> [What you should do] Please render the stretch of material that opens with the line containing "car hood, farthest" and closes with the line containing "x=298 y=216", both lines included, as a Markdown table with the columns Row and Line. Number each line in Row and leave out any blank lines.

> [Raw records]
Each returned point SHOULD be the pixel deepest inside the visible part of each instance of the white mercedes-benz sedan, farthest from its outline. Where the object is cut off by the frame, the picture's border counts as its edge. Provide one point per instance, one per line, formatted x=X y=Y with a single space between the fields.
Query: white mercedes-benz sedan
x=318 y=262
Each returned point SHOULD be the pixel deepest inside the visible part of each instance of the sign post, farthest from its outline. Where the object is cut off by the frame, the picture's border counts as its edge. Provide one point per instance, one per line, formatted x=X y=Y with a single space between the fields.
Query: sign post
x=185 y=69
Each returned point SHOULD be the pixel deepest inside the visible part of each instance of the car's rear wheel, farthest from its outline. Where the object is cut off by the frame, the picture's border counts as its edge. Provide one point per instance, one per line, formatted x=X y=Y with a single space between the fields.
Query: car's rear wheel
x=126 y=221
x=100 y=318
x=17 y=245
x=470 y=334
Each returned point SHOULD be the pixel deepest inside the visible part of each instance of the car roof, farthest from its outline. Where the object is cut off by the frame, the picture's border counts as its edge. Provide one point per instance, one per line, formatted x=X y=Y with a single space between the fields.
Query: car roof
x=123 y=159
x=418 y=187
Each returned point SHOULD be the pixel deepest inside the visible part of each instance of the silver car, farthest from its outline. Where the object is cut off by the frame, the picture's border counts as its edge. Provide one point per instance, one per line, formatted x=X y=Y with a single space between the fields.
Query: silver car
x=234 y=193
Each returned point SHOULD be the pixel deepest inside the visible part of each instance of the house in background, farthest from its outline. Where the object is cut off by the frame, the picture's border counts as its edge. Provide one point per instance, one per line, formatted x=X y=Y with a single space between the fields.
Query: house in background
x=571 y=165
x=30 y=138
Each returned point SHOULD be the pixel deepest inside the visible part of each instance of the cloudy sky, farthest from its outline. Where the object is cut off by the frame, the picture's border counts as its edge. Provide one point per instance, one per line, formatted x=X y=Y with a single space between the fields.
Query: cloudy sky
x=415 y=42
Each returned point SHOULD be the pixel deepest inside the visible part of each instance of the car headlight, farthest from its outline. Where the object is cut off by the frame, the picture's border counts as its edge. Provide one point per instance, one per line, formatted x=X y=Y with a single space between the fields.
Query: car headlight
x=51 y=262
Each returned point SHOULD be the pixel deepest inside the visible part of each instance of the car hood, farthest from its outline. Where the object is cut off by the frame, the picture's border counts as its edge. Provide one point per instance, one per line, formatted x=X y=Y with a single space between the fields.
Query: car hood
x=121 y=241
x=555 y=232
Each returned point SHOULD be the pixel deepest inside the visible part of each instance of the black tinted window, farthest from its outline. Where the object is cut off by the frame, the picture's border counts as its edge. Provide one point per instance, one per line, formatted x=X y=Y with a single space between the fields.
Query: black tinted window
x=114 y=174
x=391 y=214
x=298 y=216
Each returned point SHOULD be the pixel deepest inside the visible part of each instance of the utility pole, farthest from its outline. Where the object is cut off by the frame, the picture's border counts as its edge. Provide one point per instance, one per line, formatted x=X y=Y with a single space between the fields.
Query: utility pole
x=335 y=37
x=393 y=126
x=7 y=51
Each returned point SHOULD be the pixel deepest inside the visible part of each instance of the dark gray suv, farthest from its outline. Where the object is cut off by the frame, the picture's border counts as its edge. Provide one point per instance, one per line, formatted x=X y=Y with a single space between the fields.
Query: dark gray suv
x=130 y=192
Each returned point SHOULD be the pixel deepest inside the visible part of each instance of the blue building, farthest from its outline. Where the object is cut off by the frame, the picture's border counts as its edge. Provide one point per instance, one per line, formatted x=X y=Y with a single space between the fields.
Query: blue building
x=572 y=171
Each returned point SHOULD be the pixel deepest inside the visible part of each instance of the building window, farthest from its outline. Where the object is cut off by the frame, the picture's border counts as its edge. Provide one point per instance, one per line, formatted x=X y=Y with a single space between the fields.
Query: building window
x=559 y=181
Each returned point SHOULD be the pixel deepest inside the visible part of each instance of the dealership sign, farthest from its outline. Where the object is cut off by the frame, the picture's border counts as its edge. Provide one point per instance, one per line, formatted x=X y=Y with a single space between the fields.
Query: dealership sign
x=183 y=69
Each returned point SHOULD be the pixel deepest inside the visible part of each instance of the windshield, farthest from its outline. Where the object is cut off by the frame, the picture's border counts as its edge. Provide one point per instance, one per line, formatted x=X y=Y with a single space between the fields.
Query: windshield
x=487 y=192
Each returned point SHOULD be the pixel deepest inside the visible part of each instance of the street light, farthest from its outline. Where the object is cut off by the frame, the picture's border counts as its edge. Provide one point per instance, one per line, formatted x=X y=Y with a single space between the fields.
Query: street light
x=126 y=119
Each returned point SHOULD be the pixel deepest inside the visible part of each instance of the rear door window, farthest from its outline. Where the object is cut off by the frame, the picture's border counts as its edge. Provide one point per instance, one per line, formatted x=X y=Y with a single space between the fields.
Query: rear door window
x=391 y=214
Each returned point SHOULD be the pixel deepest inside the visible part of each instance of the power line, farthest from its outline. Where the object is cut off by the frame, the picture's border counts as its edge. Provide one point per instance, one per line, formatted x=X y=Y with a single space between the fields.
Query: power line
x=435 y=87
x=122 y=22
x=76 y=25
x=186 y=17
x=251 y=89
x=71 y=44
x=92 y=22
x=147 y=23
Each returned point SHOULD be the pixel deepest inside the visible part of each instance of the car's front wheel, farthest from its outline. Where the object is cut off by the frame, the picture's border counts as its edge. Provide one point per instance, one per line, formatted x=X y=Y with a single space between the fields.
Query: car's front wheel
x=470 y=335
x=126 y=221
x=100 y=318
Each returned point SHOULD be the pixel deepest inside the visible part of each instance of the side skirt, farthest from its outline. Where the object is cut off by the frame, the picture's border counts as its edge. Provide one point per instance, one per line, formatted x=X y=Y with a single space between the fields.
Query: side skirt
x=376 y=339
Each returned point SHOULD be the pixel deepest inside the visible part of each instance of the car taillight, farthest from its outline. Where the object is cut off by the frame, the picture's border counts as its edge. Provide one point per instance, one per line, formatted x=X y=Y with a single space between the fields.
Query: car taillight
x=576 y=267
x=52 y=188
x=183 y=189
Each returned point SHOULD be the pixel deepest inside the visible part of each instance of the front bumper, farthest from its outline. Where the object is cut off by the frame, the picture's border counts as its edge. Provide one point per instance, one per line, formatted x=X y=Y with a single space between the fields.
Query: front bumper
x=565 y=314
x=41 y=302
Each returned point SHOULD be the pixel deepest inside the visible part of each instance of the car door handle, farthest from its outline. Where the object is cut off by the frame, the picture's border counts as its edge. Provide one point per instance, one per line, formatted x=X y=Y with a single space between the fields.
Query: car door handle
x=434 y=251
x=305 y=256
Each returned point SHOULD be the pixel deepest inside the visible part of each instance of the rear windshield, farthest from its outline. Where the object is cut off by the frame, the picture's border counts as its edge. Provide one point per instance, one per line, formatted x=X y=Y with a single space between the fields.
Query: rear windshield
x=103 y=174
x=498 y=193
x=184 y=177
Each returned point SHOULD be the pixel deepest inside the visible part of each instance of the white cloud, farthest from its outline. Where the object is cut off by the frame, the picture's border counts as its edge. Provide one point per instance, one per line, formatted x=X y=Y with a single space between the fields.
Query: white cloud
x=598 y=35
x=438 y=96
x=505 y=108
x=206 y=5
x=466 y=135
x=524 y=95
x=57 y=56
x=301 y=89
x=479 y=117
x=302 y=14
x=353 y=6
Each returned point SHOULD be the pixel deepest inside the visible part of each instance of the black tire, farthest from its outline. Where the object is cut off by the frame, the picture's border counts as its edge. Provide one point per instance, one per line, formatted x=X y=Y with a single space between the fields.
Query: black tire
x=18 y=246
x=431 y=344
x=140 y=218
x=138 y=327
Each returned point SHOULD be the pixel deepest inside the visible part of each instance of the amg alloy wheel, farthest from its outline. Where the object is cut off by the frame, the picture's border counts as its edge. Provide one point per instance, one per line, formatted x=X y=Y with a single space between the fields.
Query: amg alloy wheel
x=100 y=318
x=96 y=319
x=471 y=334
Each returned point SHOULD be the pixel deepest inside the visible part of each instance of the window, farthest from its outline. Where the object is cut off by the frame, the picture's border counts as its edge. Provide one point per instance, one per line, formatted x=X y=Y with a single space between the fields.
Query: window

> [Answer to this problem]
| Row | Line |
|---|---|
| 1 | Each returned point SHOULD be the pixel deepest inside the visible part of each instance of the car hood, farthest from its outline. Where the object is cut off by the frame, the picture's border counts as its edge. Provide one point per instance, one per line, formatted x=X y=Y with a single space between the fields. |
| 2 | Query: car hood |
| 3 | x=121 y=241 |
| 4 | x=555 y=232 |
| 5 | Each returned point SHOULD be the pixel deepest inside the visible part of each instance of the black tinted window, farthest from its outline. Where the object is cut off by the frame, the picture's border counts as its edge. Provide one point per instance, one per line, formatted x=X y=Y with a single space between the fields. |
| 6 | Query: black tinted window |
| 7 | x=114 y=174 |
| 8 | x=391 y=214 |
| 9 | x=298 y=216 |